(Dataset lines about object locations)
--- BEGIN ---
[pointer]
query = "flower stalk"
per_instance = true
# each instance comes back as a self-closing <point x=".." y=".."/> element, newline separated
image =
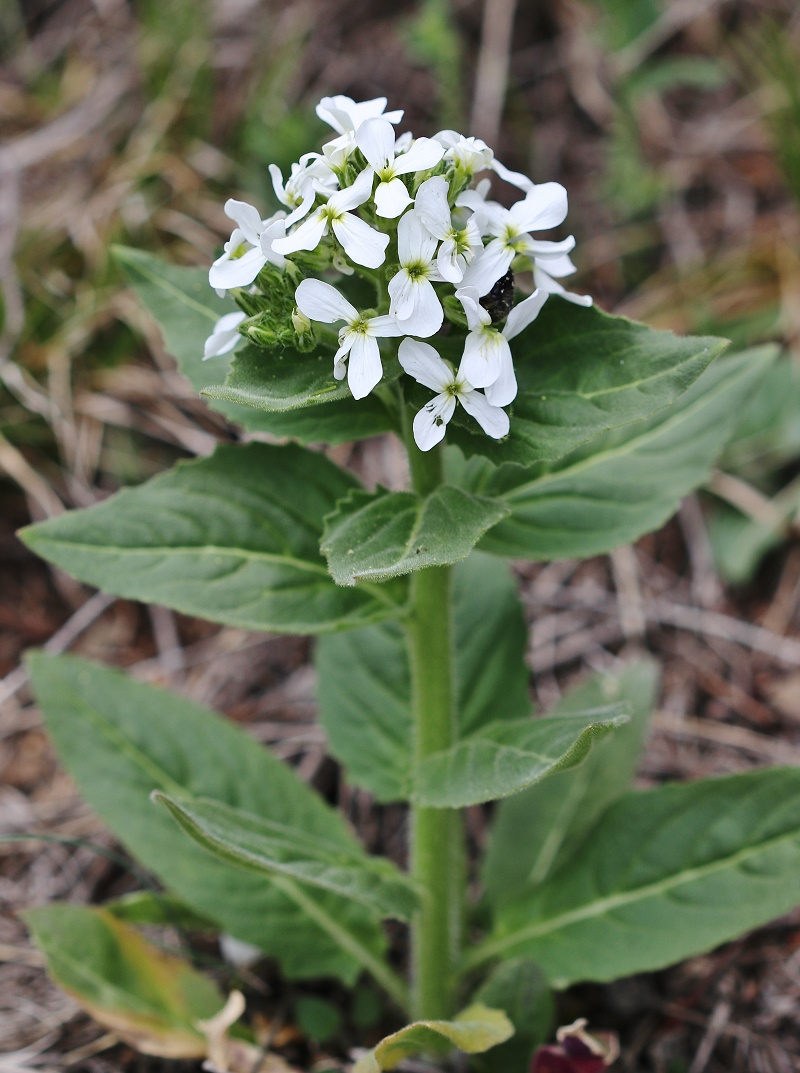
<point x="436" y="835"/>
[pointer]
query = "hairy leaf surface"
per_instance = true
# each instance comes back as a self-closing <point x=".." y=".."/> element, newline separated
<point x="365" y="678"/>
<point x="503" y="758"/>
<point x="533" y="833"/>
<point x="186" y="309"/>
<point x="150" y="999"/>
<point x="226" y="538"/>
<point x="670" y="872"/>
<point x="280" y="849"/>
<point x="121" y="739"/>
<point x="580" y="373"/>
<point x="382" y="534"/>
<point x="473" y="1030"/>
<point x="624" y="483"/>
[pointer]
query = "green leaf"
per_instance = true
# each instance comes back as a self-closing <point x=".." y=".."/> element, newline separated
<point x="226" y="538"/>
<point x="148" y="998"/>
<point x="767" y="432"/>
<point x="473" y="1030"/>
<point x="535" y="832"/>
<point x="121" y="739"/>
<point x="623" y="484"/>
<point x="520" y="989"/>
<point x="669" y="873"/>
<point x="365" y="679"/>
<point x="148" y="907"/>
<point x="582" y="372"/>
<point x="504" y="758"/>
<point x="285" y="380"/>
<point x="187" y="308"/>
<point x="280" y="849"/>
<point x="382" y="534"/>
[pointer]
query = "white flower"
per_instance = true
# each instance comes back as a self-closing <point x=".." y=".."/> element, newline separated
<point x="224" y="335"/>
<point x="361" y="243"/>
<point x="487" y="361"/>
<point x="516" y="178"/>
<point x="551" y="260"/>
<point x="421" y="362"/>
<point x="414" y="302"/>
<point x="358" y="338"/>
<point x="249" y="248"/>
<point x="376" y="141"/>
<point x="299" y="191"/>
<point x="545" y="206"/>
<point x="469" y="155"/>
<point x="459" y="245"/>
<point x="345" y="115"/>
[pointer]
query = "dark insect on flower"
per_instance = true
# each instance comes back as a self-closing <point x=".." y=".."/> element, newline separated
<point x="498" y="303"/>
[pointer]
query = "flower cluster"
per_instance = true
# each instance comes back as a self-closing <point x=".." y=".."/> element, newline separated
<point x="408" y="216"/>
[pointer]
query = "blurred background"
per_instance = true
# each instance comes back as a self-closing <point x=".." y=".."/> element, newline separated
<point x="675" y="126"/>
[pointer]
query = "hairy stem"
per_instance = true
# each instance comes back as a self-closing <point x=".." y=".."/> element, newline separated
<point x="436" y="836"/>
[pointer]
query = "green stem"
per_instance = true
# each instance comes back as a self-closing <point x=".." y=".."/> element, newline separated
<point x="436" y="836"/>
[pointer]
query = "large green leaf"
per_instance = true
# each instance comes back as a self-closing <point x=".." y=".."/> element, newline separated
<point x="150" y="999"/>
<point x="284" y="380"/>
<point x="669" y="872"/>
<point x="382" y="534"/>
<point x="121" y="739"/>
<point x="624" y="483"/>
<point x="504" y="758"/>
<point x="280" y="849"/>
<point x="473" y="1030"/>
<point x="533" y="833"/>
<point x="582" y="372"/>
<point x="365" y="679"/>
<point x="187" y="308"/>
<point x="233" y="538"/>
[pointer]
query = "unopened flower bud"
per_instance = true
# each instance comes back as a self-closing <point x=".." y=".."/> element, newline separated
<point x="300" y="321"/>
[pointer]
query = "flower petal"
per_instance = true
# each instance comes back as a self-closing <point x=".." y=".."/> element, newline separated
<point x="523" y="314"/>
<point x="475" y="313"/>
<point x="489" y="265"/>
<point x="421" y="362"/>
<point x="424" y="153"/>
<point x="224" y="336"/>
<point x="401" y="293"/>
<point x="321" y="302"/>
<point x="247" y="218"/>
<point x="375" y="138"/>
<point x="391" y="199"/>
<point x="516" y="178"/>
<point x="546" y="282"/>
<point x="427" y="314"/>
<point x="480" y="364"/>
<point x="431" y="421"/>
<point x="307" y="236"/>
<point x="385" y="327"/>
<point x="275" y="231"/>
<point x="364" y="368"/>
<point x="277" y="177"/>
<point x="545" y="206"/>
<point x="503" y="390"/>
<point x="414" y="241"/>
<point x="305" y="207"/>
<point x="449" y="263"/>
<point x="227" y="272"/>
<point x="492" y="419"/>
<point x="432" y="208"/>
<point x="361" y="243"/>
<point x="352" y="196"/>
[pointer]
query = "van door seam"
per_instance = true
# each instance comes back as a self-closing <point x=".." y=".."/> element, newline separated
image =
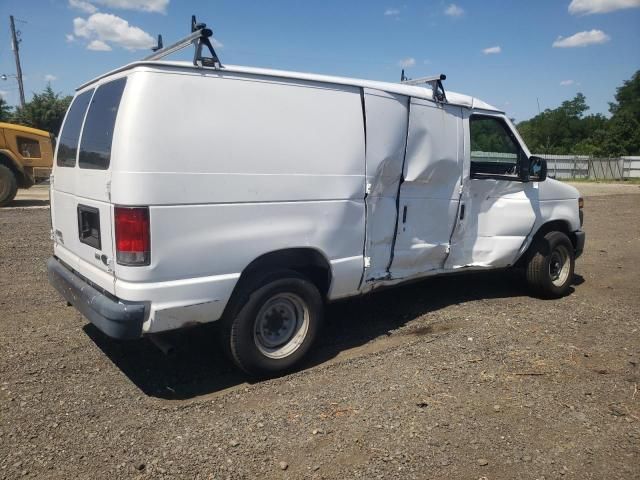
<point x="400" y="182"/>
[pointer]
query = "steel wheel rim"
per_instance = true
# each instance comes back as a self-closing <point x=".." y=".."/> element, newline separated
<point x="281" y="325"/>
<point x="559" y="265"/>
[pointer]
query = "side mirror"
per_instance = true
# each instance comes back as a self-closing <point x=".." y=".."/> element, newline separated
<point x="524" y="167"/>
<point x="537" y="169"/>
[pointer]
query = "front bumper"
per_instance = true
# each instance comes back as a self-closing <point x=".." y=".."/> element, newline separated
<point x="580" y="239"/>
<point x="116" y="318"/>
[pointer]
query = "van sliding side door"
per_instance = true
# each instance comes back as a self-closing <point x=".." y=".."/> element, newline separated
<point x="430" y="191"/>
<point x="387" y="119"/>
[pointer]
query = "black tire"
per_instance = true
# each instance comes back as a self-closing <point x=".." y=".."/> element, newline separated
<point x="551" y="265"/>
<point x="8" y="186"/>
<point x="272" y="303"/>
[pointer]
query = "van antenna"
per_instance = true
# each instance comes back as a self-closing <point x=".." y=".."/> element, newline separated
<point x="199" y="37"/>
<point x="437" y="88"/>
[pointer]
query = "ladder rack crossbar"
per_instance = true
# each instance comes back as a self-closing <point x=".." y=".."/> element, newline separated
<point x="421" y="80"/>
<point x="199" y="37"/>
<point x="174" y="47"/>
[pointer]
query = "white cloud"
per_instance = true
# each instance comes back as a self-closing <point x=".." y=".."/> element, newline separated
<point x="104" y="29"/>
<point x="83" y="6"/>
<point x="407" y="62"/>
<point x="454" y="11"/>
<point x="155" y="6"/>
<point x="98" y="46"/>
<point x="582" y="39"/>
<point x="587" y="7"/>
<point x="492" y="50"/>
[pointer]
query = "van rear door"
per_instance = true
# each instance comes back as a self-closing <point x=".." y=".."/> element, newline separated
<point x="81" y="210"/>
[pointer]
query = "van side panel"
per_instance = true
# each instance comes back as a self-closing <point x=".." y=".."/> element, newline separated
<point x="233" y="167"/>
<point x="387" y="122"/>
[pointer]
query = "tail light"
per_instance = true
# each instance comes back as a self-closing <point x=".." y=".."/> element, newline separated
<point x="580" y="212"/>
<point x="133" y="237"/>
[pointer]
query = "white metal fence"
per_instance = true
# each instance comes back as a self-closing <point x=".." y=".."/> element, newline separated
<point x="580" y="166"/>
<point x="576" y="166"/>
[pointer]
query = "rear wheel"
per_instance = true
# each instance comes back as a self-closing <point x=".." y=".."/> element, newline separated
<point x="551" y="264"/>
<point x="275" y="323"/>
<point x="8" y="186"/>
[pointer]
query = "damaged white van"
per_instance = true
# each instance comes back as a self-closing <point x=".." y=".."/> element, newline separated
<point x="183" y="194"/>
--- END ---
Report every line from the lines above that contains the word "flower", matching case exactly.

**Full output**
query = "flower stalk"
query = "white flower"
query = "dark insect on flower"
query = "flower cluster"
query = "unopened flower bud"
query = "flower petal"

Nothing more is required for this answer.